Task item: Leave out the pictures and print the records below exactly.

Extracted entries:

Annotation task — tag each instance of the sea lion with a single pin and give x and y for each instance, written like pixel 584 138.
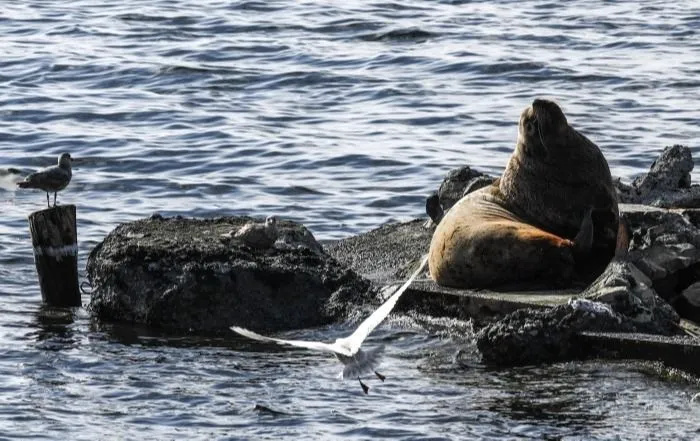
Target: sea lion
pixel 550 217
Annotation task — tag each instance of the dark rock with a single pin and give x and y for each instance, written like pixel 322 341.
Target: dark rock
pixel 433 208
pixel 477 183
pixel 530 336
pixel 630 293
pixel 453 186
pixel 384 254
pixel 667 184
pixel 187 275
pixel 458 183
pixel 620 300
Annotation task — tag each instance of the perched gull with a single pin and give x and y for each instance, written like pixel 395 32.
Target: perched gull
pixel 357 362
pixel 258 235
pixel 51 179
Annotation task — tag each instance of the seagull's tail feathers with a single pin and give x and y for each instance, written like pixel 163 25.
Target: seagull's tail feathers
pixel 363 362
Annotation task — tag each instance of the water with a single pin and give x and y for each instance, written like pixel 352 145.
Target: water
pixel 341 115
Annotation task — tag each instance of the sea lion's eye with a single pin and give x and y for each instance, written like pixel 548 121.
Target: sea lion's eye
pixel 532 127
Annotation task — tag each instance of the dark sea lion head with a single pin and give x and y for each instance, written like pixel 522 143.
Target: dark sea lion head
pixel 542 126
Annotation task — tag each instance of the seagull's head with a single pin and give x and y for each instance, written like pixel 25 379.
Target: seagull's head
pixel 64 160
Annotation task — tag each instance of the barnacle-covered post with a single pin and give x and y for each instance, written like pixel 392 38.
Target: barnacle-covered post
pixel 55 241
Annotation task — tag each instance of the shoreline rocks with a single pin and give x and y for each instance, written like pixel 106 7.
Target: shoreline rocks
pixel 191 275
pixel 183 275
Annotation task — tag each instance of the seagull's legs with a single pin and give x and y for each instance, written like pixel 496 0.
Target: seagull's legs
pixel 365 388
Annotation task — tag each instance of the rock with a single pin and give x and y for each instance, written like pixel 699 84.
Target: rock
pixel 667 184
pixel 434 210
pixel 630 293
pixel 385 254
pixel 620 300
pixel 458 183
pixel 692 294
pixel 182 275
pixel 455 183
pixel 477 183
pixel 258 235
pixel 530 336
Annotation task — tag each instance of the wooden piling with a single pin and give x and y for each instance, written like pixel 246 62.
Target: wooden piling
pixel 55 241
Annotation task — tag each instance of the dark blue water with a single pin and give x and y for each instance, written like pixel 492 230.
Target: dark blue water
pixel 341 115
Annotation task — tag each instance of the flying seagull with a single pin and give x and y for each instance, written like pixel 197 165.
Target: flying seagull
pixel 356 361
pixel 51 179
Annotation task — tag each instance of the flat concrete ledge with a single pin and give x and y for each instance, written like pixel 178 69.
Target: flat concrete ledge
pixel 427 297
pixel 680 352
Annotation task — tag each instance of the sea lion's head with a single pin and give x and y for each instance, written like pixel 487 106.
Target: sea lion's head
pixel 541 125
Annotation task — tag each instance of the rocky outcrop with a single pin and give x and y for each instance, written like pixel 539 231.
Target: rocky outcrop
pixel 193 275
pixel 667 184
pixel 620 300
pixel 457 183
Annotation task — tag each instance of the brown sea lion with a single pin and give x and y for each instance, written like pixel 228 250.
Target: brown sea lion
pixel 551 216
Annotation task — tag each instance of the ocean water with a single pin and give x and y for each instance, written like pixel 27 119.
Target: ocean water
pixel 340 115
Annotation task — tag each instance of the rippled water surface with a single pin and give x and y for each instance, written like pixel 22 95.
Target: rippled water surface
pixel 341 115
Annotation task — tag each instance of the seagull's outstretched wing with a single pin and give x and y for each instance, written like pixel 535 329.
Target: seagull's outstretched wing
pixel 355 340
pixel 313 345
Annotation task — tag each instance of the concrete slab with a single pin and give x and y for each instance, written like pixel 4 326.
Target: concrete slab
pixel 680 352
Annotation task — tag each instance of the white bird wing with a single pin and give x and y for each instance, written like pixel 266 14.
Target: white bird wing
pixel 313 345
pixel 354 341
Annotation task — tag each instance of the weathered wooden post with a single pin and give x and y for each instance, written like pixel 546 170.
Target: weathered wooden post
pixel 55 241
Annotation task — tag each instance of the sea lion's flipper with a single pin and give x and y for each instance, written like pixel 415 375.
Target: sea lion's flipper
pixel 365 388
pixel 583 242
pixel 623 239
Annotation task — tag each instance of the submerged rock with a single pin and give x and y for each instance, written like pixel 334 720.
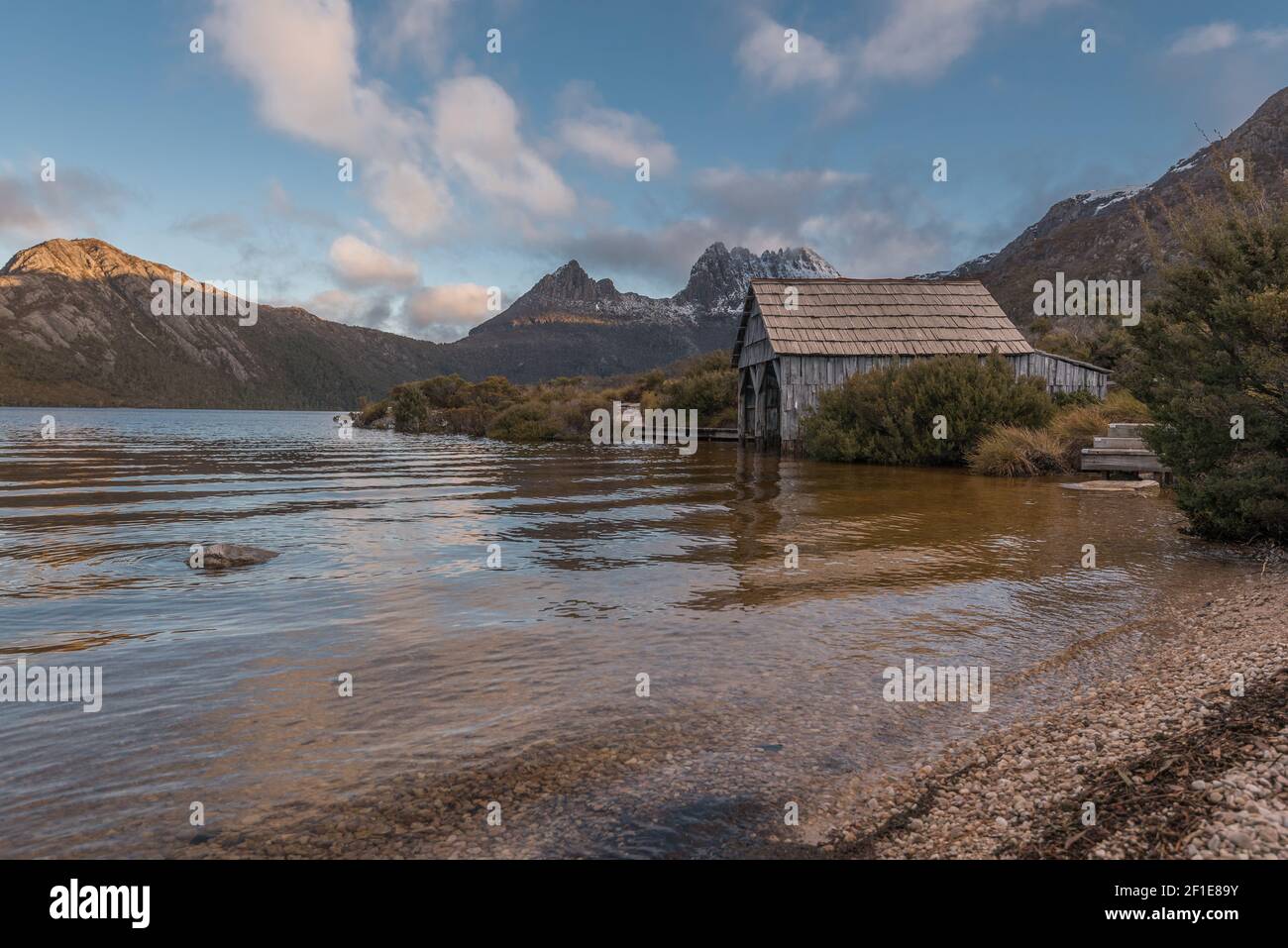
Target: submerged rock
pixel 1113 485
pixel 223 556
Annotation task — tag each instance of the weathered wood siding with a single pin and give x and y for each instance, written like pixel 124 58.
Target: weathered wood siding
pixel 804 378
pixel 1061 375
pixel 756 347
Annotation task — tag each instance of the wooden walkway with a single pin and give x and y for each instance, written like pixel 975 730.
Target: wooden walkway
pixel 1124 450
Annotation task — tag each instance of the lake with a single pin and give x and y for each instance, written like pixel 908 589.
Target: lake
pixel 520 683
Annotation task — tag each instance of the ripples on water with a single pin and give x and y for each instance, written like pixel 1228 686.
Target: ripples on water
pixel 220 685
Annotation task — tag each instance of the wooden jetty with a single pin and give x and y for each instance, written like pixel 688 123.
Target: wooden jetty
pixel 1124 451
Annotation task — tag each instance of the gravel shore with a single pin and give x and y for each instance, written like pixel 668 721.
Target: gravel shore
pixel 1171 762
pixel 1173 766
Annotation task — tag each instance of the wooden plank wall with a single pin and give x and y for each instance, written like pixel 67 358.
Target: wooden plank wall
pixel 805 377
pixel 1061 375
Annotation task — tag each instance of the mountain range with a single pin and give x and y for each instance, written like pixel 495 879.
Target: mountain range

Response to this task:
Annotation task — tag each instance of the sea lion with a single pin and give x and y for each instance, written like pixel 584 138.
Target: sea lion
pixel 550 217
Annotation task — tag each instance of the dark rock with a single pin and give x and y for each instance, written like pixel 322 341.
Target: dark rock
pixel 433 208
pixel 477 183
pixel 530 336
pixel 630 293
pixel 453 186
pixel 384 254
pixel 667 184
pixel 187 275
pixel 458 183
pixel 620 300
Annotation task — tag each instance of the perched gull with a single pin and give x and y for each instance, written like pixel 395 32.
Target: perched gull
pixel 357 362
pixel 258 235
pixel 51 179
Annotation task — tag each instance of the seagull's tail feathers with a single pin and give x and y for each instance, written like pixel 163 25.
Target: seagull's tail feathers
pixel 363 362
Annotation task — tag each instance of the water with a single pin and give x and y for each instance, written like pixel 352 145.
Target: water
pixel 341 115
Annotation task — tag each instance of the sea lion's eye with a single pin and give x and y for each instance, written like pixel 548 121.
Target: sea lion's eye
pixel 532 127
Annotation task — tag each instance of the dark sea lion head with a single pin and give x and y for each instance, written like pixel 522 143.
Target: dark sea lion head
pixel 542 126
Annotation task — tag each instance of the seagull's head with a single pin and give x and y for each instance, written like pixel 25 379.
Target: seagull's head
pixel 64 160
Annotation task — tag each instance of the barnacle-covered post with a single pin and give x and y for each instance, written like pixel 392 38.
Target: barnacle-covered post
pixel 55 241
Annotation task — tag each instance of the shoreline rocks with a single pin and give x and y for each instance, written like pixel 106 7.
Target: shoreline rocks
pixel 191 275
pixel 183 275
Annotation task — tag each instance of the seagull's legs with a single pin and give x and y for each instance, written like pixel 496 0.
Target: seagull's legs
pixel 365 388
Annotation task — tag each instance of the rock with a single pin and give x and y for each instance, written like pixel 699 84.
Target: rock
pixel 667 184
pixel 434 210
pixel 630 293
pixel 385 254
pixel 620 300
pixel 458 183
pixel 692 294
pixel 182 275
pixel 455 183
pixel 477 183
pixel 258 235
pixel 530 336
Annotation task — tag each instance of the wooden piling with a single pin and give x and y for each instance, written like pixel 246 62.
Target: wooden piling
pixel 55 241
Annotation task — tag each instance of the dark blue water with a single pin and give x and y for each instance, written like pixel 492 230.
Target: dark blue water
pixel 341 115
Annotation task — tag each instance of the flying seagull with a single pin and give x and y for each instance, written like pixel 197 165.
Target: flying seagull
pixel 356 361
pixel 51 179
Annotation task — tag each instance of the flat concrete ledge with a single pin and give x and y for each instance, written like pixel 178 69.
Target: flat concrete ledge
pixel 427 297
pixel 680 352
Annotation task — tag each instance of the sea lion's head with a single pin and give x and y for each instance, written like pixel 487 106.
Target: sea lion's head
pixel 541 125
Annotation task — tag each instance of the rocky outcrop with a single pin and give x and y for each instance, written like pixel 539 231.
Target: rocky outcrop
pixel 193 275
pixel 667 184
pixel 620 300
pixel 457 183
Annotation task — tag each instance of the brown sea lion with a single pin and give x and y for each instance, written like pixel 228 250.
Target: brown sea lion
pixel 551 216
Annotation task — tag each instance of the ocean water with a single pin and give x and y for each instance, written like pixel 27 119.
Target: ocean water
pixel 340 115
Annotation task — tag each instance of the rippled water surface with a single pin and give x and y for each instance, written like pixel 22 95.
Target: rippled water surface
pixel 341 115
Annotation task — tag each instance of the seagull's outstretched wing with a single pin and give x and y for each instance, written like pixel 535 329.
Target: seagull's outstretched wing
pixel 355 340
pixel 313 345
Annotation task — tag each instance of the concrete slab with a single pin and give x and y for each instance, written like pixel 4 326.
Target: concrete slab
pixel 680 352
Annotation task — tag each instance of the white bird wing with a single pin and give x and y for each instance, written like pixel 266 14.
Target: white bird wing
pixel 313 345
pixel 354 341
Annotation task — tag each instance of the weathered wooden post with a single pin and give x and y for each instance, written like pixel 546 170.
Target: weathered wooden post
pixel 55 241
Annotation task — tag each instance of the sea lion's flipper with a single pin and give x and y for each instance, written like pixel 415 375.
Target: sea lion's flipper
pixel 365 388
pixel 583 242
pixel 623 239
Annotation task — tag each instance of the submerged rock with a single pin and give x and y for each instance, written like pixel 334 720.
Target: submerged rock
pixel 1113 485
pixel 223 556
Annotation task — tag each instance of the weathered wood siding with a single pin and give x and y for each instance, written like pixel 124 58.
Target: weathered wood siding
pixel 804 378
pixel 1061 375
pixel 756 347
Annotation task — tag each instance of the wooden walkway with a single pin and give x and y for each instance, written like pixel 975 730.
Target: wooden walkway
pixel 1124 450
Annotation task — tag each instance of the lake with a single pin and give x and y for each instance, written like pixel 908 589.
Target: lake
pixel 520 683
Annotation task — tag each instance of the ripples on water with a single pin and give x and y for each instance, written like pixel 1228 686.
Target: ripples on water
pixel 220 685
Annotation task — tag each instance of the wooden jetty with a single pin and give x and y for each instance, written like pixel 688 123.
Target: wooden jetty
pixel 1124 451
Annotation task — tag each instance of the gravel shore with a single pin and give x and y for each instance, written like pixel 668 721.
Target: gravel shore
pixel 1171 762
pixel 1173 766
Annotation task — tag each instance of the wooden plank wall with a single pin and give x and y for each instance, written like pixel 67 358.
Target: wooden plank wall
pixel 805 377
pixel 1061 375
Annotation task — tag each instance of the mountain range with a single pin and give x and y for each instance, written like pixel 495 879.
Target: mountain range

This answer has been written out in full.